Entries taken from a collection:
------------------------------------------------------------
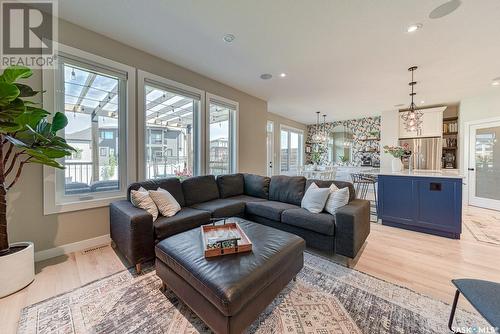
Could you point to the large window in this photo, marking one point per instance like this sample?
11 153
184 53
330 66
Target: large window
170 114
222 143
291 150
93 92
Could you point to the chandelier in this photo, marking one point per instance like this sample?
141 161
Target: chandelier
320 135
412 118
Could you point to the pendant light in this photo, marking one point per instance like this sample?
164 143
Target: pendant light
325 136
316 136
412 118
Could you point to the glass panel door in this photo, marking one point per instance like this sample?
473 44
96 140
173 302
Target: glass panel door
484 165
270 148
291 151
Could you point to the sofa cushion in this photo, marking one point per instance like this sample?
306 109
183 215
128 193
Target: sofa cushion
142 199
337 199
220 208
314 199
184 220
246 199
199 189
287 189
230 185
338 184
268 209
171 184
256 185
323 223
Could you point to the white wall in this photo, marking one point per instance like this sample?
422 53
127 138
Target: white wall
484 107
389 133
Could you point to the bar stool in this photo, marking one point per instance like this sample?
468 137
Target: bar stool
362 183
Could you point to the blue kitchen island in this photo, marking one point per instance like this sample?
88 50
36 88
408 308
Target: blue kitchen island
428 202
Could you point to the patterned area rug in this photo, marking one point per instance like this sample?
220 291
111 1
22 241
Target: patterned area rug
484 224
326 298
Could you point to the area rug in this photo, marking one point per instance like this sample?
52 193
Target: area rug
483 224
326 298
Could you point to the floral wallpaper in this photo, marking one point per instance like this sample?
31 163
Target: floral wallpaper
362 129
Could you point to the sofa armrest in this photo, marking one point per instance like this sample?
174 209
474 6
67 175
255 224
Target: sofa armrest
352 226
132 231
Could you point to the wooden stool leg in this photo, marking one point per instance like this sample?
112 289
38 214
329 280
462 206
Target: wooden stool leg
452 314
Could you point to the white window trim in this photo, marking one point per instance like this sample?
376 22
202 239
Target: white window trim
299 131
142 76
235 127
49 174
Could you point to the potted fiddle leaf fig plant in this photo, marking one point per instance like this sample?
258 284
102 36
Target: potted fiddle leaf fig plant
27 136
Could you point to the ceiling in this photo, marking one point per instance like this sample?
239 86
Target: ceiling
348 59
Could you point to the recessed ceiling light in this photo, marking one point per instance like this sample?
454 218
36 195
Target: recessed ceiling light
445 9
414 27
228 38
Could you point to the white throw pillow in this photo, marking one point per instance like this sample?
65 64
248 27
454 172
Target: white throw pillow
166 203
338 197
140 199
315 198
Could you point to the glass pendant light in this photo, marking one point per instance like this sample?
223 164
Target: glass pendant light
324 135
412 118
316 136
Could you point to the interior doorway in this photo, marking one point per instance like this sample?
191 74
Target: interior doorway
270 148
484 164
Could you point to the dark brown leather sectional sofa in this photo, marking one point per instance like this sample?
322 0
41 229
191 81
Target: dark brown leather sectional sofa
271 201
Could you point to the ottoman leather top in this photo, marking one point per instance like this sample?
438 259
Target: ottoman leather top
230 281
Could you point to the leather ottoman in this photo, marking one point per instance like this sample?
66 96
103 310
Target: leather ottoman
229 292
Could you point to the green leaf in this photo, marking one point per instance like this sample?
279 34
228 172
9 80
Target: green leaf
60 142
16 142
7 127
37 135
13 73
31 117
54 153
8 93
59 122
51 163
12 110
25 90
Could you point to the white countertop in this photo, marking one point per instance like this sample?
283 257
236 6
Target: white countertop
456 174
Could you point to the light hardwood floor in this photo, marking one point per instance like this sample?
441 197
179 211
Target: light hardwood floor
421 262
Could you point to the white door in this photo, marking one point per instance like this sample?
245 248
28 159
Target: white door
270 148
484 165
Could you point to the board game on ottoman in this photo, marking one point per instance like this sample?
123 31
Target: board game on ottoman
229 292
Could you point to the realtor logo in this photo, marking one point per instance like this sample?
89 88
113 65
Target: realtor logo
29 29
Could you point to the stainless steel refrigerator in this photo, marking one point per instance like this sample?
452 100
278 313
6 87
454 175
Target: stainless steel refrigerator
426 152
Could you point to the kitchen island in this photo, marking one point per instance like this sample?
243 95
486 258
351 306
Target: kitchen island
423 201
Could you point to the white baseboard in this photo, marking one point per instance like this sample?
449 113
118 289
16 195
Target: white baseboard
73 247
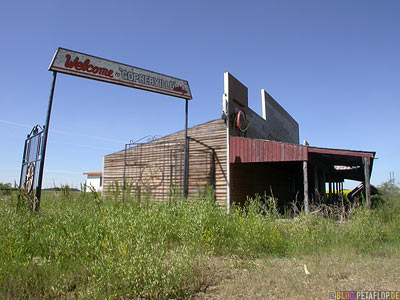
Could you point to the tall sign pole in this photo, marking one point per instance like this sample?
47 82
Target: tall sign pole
92 67
186 157
44 144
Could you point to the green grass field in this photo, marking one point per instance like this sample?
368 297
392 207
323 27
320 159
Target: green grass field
81 247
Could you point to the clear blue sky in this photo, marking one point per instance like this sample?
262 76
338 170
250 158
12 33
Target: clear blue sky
333 65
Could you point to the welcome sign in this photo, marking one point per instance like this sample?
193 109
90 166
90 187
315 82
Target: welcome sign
92 67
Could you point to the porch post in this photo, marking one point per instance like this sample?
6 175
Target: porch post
316 184
367 186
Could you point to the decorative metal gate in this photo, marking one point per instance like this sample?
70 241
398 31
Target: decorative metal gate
29 179
155 168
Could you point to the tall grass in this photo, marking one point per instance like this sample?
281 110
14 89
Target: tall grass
82 246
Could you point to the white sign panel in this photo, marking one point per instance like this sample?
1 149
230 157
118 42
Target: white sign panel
79 64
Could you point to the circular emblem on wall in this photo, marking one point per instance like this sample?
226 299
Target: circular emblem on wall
29 177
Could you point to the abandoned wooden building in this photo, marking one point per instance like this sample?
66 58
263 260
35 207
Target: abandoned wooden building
239 155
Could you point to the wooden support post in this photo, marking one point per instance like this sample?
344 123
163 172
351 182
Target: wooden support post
305 180
316 184
367 186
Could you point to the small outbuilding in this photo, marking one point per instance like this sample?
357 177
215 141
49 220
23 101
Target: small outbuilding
94 181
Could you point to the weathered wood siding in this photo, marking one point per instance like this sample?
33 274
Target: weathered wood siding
207 163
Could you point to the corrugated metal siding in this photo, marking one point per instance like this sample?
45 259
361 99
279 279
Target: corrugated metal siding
245 150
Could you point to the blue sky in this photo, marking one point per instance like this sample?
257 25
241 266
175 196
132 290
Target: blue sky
333 65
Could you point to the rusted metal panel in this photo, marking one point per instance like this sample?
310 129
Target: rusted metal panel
245 150
341 152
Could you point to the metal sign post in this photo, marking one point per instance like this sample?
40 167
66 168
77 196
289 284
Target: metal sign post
186 157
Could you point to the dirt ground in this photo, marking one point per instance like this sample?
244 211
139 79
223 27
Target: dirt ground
286 278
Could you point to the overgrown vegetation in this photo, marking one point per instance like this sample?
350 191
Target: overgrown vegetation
82 246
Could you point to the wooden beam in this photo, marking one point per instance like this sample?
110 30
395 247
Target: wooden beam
367 186
305 180
316 184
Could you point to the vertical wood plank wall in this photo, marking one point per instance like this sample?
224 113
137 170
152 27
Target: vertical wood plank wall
204 139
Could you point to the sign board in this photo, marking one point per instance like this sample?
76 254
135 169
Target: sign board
88 66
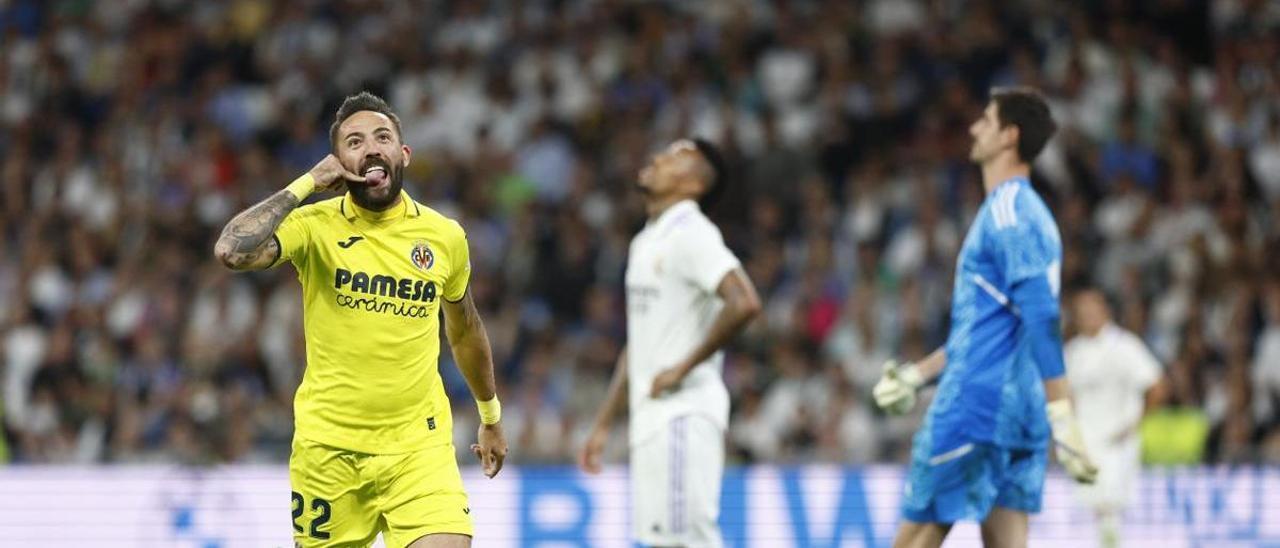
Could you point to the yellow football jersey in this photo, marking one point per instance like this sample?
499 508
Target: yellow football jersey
371 290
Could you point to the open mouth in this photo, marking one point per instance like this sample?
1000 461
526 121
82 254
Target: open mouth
375 176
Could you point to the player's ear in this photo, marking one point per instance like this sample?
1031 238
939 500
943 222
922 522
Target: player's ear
1010 133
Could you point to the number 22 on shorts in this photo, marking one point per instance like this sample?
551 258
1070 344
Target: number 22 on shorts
316 505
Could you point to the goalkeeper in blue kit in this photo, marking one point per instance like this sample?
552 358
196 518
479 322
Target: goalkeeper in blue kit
1002 396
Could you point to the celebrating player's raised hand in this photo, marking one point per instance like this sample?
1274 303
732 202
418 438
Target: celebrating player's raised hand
329 174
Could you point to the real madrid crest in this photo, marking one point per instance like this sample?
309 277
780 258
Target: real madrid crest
421 256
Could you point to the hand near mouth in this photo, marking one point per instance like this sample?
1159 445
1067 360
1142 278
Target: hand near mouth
374 174
330 176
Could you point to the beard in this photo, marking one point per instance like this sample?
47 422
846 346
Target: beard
370 196
641 182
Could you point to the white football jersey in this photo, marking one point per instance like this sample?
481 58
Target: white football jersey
1109 374
673 268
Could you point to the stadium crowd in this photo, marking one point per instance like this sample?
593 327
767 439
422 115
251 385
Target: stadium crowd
129 132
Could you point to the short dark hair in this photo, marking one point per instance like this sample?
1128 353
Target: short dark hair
356 103
716 186
1027 109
------------------------------------------------------------
→ Exercise directions: Give again only the lines starting at the one that contains "Could you point to the yellow" and running to the end of the data.

→ Completed task:
Could you point to the yellow football jersey in this photo, marking one point per instance like this sample?
499 508
Target: yellow football jersey
371 290
Could you point to the open mouth in this photo, marking one point per instance like this sample?
1000 461
526 121
82 254
Target: open mouth
375 176
Could you point to the player's ear in this photo, marking one point per instance like this sample?
1031 238
939 500
943 222
922 522
Target: player's ear
1010 133
Could you point to the number 22 on shorts in this photo, marking one point per instance like this sample?
551 258
1070 344
Target: number 22 on shorts
316 505
Could you point to the goalkeeper in blue kit in this photo, marking one point per instance like this sample?
552 358
196 518
479 322
Target: goalkeeper in blue kit
1002 396
Could you point to the celebrating player's raised hand in this photo, marking one point per instance like this sample?
1274 303
732 202
418 438
Target: celebrating player's raised hand
329 174
Could you point to the real madrid crest in this photo, marking one point per instance like this sample?
309 277
780 258
Target: real madrid crest
421 256
Could you point to the hand near mouth in this photo, marking one point per instance like this sample?
1159 445
1067 360
1142 278
Target: hand near mouth
374 174
330 176
Could you point to the beard in this photo, marking one point per instance like this sample?
47 422
846 346
Target: beard
370 196
641 182
Could you point to the white football jersey in this photo, marking one point per instance like this sample?
481 58
Target: white football jersey
1109 374
673 268
Could you point to the stadium crowd in this photo, marking one point per instance like this sample?
593 327
767 439
422 115
251 385
Target: stadium crowd
129 132
Could you point to the short dark hair in this photo, marking one point per instance like this sample?
1128 353
Target: short dark hair
356 103
716 186
1027 109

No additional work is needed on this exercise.